◆ Aim of the task ◆
Please arrange every row below as a JSON list of strings, one string per line, with blank lines left out. Keep the pictures out of your answer.

#### Given records

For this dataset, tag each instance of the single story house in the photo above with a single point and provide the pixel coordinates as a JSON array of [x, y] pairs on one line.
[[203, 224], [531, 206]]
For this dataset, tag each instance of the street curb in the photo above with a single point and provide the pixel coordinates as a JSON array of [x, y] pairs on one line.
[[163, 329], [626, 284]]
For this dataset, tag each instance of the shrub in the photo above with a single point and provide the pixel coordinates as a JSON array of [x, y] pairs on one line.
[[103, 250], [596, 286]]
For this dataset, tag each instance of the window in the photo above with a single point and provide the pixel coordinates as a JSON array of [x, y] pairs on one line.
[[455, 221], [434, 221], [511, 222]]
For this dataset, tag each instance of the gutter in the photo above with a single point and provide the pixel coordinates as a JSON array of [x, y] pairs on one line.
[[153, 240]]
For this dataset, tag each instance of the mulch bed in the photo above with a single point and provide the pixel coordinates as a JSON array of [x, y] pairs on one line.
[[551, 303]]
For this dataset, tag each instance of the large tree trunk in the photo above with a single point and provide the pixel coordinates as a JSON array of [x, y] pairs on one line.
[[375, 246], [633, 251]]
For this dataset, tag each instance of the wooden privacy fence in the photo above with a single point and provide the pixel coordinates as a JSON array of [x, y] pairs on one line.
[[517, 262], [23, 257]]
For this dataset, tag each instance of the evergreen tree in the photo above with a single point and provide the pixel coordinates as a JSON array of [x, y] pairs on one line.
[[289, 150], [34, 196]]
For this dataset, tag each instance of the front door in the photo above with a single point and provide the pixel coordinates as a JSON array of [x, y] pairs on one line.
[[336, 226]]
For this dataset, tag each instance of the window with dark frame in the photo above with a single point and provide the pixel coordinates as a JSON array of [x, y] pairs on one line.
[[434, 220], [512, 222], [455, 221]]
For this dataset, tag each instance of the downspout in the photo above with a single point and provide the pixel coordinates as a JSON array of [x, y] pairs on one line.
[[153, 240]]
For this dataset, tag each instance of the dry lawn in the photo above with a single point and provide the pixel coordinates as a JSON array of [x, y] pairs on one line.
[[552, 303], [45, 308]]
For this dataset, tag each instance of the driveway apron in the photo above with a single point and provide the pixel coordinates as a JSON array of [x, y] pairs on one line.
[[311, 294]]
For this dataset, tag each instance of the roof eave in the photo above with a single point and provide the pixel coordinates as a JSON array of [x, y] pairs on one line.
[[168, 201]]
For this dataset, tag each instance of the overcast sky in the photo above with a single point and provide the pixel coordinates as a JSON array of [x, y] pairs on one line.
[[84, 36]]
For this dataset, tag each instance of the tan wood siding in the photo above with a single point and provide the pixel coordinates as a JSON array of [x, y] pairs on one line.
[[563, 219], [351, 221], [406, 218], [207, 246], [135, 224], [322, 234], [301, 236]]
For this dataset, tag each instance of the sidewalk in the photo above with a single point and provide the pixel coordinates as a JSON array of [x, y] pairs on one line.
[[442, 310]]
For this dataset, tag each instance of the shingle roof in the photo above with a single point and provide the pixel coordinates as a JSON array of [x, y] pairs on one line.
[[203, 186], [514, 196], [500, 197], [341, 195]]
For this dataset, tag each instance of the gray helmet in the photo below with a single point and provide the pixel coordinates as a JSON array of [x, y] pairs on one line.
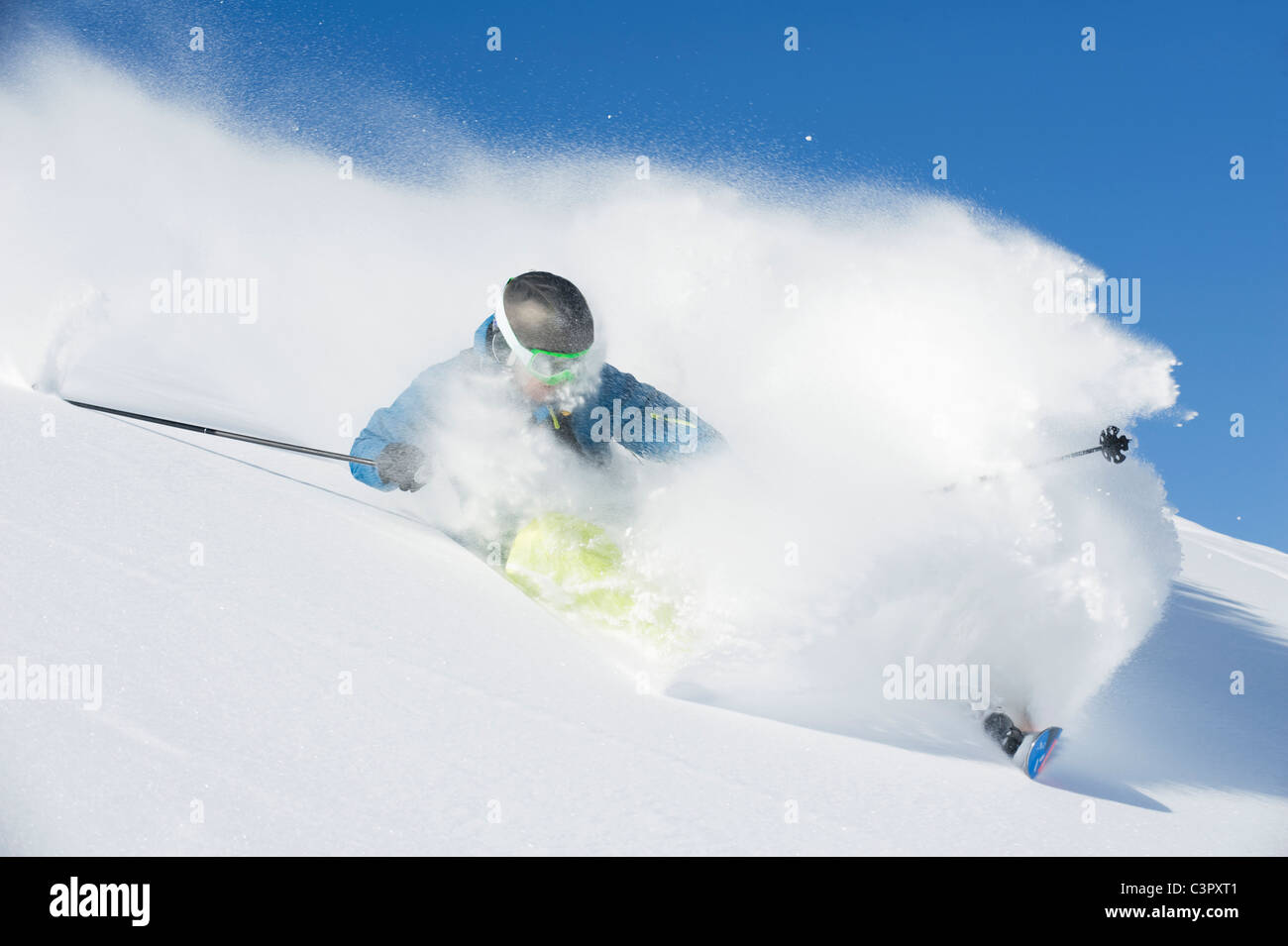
[[549, 313]]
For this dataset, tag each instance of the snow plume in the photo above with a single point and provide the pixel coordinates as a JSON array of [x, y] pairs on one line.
[[859, 347]]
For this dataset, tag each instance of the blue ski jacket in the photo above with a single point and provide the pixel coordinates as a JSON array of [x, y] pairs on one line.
[[621, 409]]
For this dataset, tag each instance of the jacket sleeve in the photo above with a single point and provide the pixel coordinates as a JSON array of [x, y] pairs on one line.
[[407, 420], [652, 425]]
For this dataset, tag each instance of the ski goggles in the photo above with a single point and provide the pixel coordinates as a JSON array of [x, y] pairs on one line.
[[549, 367]]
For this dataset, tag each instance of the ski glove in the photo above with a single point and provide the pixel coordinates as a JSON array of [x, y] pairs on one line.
[[403, 465]]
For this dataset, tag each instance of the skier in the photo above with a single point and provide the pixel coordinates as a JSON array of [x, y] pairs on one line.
[[541, 338]]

########

◆ The output ◆
[
  "For this dataset, tag each instance of the single story house in the photo above with a single point and provide the pixel coordinates as a JSON array of [x, y] pairs on one line.",
  "[[203, 224], [531, 206]]",
  "For this dataset, tag each instance of the street curb in the photo above with a single point and provide the pixel coordinates as a JSON array of [x, y] pairs on one line.",
  "[[163, 329], [626, 284]]",
  "For this dataset, tag each instance of the shrub in the photo above with a single point and provide the pixel coordinates as a JSON array of [x, y] pairs on one line.",
  "[[103, 250], [596, 286]]",
  "For this dataset, tag each instance of the window in the photo above with a single point and provide the pixel coordinates as a JSON array of [x, y] pairs on one line.",
  "[[455, 221], [434, 221], [511, 222]]",
  "For this dataset, tag each instance of the gutter in the photo above with a single point and provide the pixel coordinates as a JSON array of [x, y] pairs on one line.",
  "[[153, 240]]",
  "For this dataset, tag each instance of the mulch bed in the photo above with a single point and provide the pixel coordinates as a JSON array of [x, y] pairs on one line.",
  "[[551, 303]]",
  "For this dataset, tag each instance of the large tree trunk in the photo above with a single point and provide the pixel coordinates as a JSON array of [x, y] pairs on one line.",
  "[[375, 246], [633, 251]]",
  "For this dataset, tag each instance of the wooden privacy fence in the photo above with a single point and provide the pixel coordinates as a JSON array of [x, y] pairs on one line.",
  "[[517, 262], [23, 257]]",
  "For this dataset, tag each instance of the evergreen tree in the photo above with a single point and provide the pixel coordinates as a JSON array of [x, y] pairs on one line.",
  "[[289, 150], [34, 196]]",
  "For this dataset, tag each instance of the front door in the photo above with a single point and provide the pixel coordinates as a JSON array of [x, y] pairs on one line.",
  "[[336, 226]]",
  "For this dataset, tag each instance of the window with dark frame in the photo above with a single point and provide the pixel coordinates as a JSON array of [x, y] pairs on one line.",
  "[[434, 220], [512, 222], [455, 221]]",
  "For this dataset, tag each instance of the downspout in the photo above with a single point and provide the pixel coordinates as a JSON array of [x, y] pairs on one line.",
  "[[153, 240]]",
  "For this dataset, tag each instance of the dry lawn in the photo above with a single point and provide the pixel coordinates as a JSON array of [x, y] pairs on one line.",
  "[[552, 303], [45, 308]]",
  "For this dataset, tag each instance of the driveway apron in the photo above with a single point and provide the pixel coordinates as a JSON array of [x, y] pairs on one line.",
  "[[311, 294]]",
  "For this dataset, tag each instance of the roof eave in the photo above with a single point and provide the pixel coordinates as a JSON array of [x, y] pairs on one line.",
  "[[168, 201]]",
  "For this dataset, tag each instance of the overcast sky in the photo above with a single point and provide the pixel coordinates as a JSON array of [x, y] pairs on one line.",
  "[[84, 36]]",
  "For this dataset, tag each instance of the tan wood siding in the photo above with a single point and provide the pixel coordinates as a JSON array of [x, y] pairs on one line.",
  "[[563, 219], [351, 221], [406, 218], [207, 246], [135, 224], [322, 234], [301, 236]]",
  "For this dataset, tag each instance of the sidewalk in the photo above with a single point and provide the pixel coordinates as a JSON array of [x, y] pairs on one line.",
  "[[442, 310]]",
  "For this dataset, tag each instance of the shingle roof in the photo above with a single point and provide the pixel coordinates as a JSON array of [x, y] pairs on one line.",
  "[[203, 186], [514, 196], [500, 197], [341, 195]]",
  "For this dataset, tag each instance of the gray helmet in the photo below with a single point and provide the pixel coordinates as a JSON array of [x, y] pairs on one line.",
  "[[549, 313]]",
  "For this dataset, tag each instance of the snow plume in the photo above with a single point and provide the pixel coordinates as a JSON array of [x, y] pairs on one line.",
  "[[859, 347]]",
  "For this dataset, tag each instance of the blue ski jacket in the photo above with a single point and provide the pixel coordinates as a JSON array of [x, y] pairs on one line.",
  "[[621, 409]]",
  "For this dataset, tag each instance of the jacket sleeve in the photo above with a single point and provide the pixel coordinates as a JSON array of [x, y] pairs on one line.",
  "[[407, 420], [652, 425]]",
  "For this dataset, tag each instance of the ski goggles in the photo above with a single point and provide the pixel coordinates as a JSON array of [x, y] pairs on one line.",
  "[[549, 367]]",
  "For this dataset, tag each instance of the ski glove in the photo above with a single point and provide the pixel coordinates as a JSON array of [x, y] pairs on one line.",
  "[[403, 465]]",
  "For this dataset, tag each instance of the skier in the photo above with a single point and provide the pixel coordinates as a JSON array of [x, y] pairs on one line.",
  "[[541, 338]]"
]